** Opening Entries supplied block **

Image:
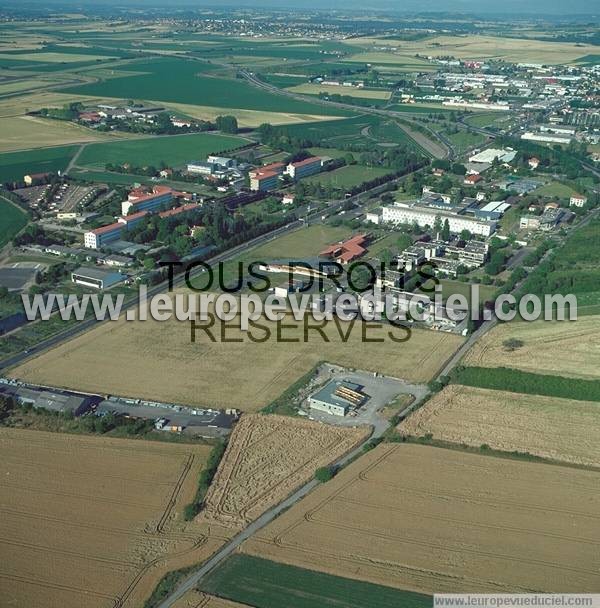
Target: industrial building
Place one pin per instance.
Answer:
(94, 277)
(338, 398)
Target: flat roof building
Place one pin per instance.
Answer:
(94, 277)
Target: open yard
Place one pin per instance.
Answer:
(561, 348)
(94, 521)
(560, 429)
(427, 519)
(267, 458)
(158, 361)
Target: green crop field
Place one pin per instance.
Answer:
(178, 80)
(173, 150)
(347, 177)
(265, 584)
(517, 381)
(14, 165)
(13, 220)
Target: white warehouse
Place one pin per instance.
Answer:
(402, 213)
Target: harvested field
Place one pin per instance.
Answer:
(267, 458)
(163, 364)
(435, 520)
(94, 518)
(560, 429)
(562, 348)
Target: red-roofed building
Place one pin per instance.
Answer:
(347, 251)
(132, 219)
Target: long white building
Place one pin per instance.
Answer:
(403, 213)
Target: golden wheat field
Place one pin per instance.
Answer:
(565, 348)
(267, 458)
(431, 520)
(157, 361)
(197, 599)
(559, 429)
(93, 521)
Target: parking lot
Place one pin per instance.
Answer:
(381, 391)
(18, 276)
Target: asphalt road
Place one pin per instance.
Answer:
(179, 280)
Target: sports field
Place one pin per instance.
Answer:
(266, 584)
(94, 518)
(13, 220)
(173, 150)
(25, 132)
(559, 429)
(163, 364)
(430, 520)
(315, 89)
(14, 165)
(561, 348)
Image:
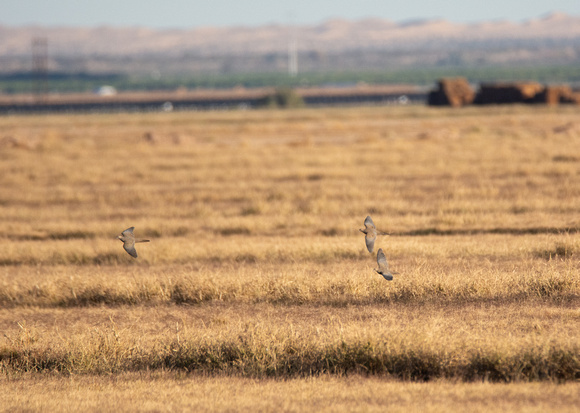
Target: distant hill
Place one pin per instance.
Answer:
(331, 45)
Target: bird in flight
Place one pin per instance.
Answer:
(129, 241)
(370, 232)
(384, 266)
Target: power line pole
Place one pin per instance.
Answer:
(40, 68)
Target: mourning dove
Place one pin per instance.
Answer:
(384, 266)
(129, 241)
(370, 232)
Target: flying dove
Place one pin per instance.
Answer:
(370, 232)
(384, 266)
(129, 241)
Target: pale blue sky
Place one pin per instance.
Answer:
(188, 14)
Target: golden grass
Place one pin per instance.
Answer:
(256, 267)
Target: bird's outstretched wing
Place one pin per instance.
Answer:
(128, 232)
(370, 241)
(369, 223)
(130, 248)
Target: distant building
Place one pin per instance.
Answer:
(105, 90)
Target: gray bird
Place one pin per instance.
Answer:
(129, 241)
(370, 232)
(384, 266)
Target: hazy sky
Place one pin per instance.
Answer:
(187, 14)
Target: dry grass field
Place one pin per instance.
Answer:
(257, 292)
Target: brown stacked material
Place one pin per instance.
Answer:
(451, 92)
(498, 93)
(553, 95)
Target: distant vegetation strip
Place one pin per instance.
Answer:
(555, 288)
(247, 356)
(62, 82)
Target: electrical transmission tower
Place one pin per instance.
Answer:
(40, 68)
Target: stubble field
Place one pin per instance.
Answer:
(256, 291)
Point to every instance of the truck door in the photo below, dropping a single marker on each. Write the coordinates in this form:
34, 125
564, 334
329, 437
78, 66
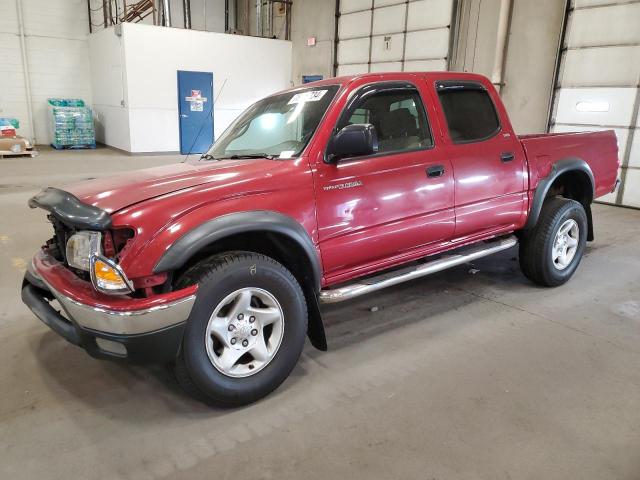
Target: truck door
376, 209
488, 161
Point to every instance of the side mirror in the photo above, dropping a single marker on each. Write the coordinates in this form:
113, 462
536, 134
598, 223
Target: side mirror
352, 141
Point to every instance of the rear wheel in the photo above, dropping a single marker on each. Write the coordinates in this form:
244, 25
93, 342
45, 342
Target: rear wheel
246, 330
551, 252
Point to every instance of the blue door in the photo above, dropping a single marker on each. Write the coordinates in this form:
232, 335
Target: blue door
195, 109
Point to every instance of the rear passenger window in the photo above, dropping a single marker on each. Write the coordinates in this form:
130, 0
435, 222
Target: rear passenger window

** Closing Entries supplied block **

◆ **Aim of the task**: Only the lines holding the word "passenger" belong in the answer; copy them from the listing above.

◆ **Answer area**:
Point to every instance of the rear passenger window in the photo above, dropping a single marker on each. Write the coordinates in this form:
Target: rear passenger window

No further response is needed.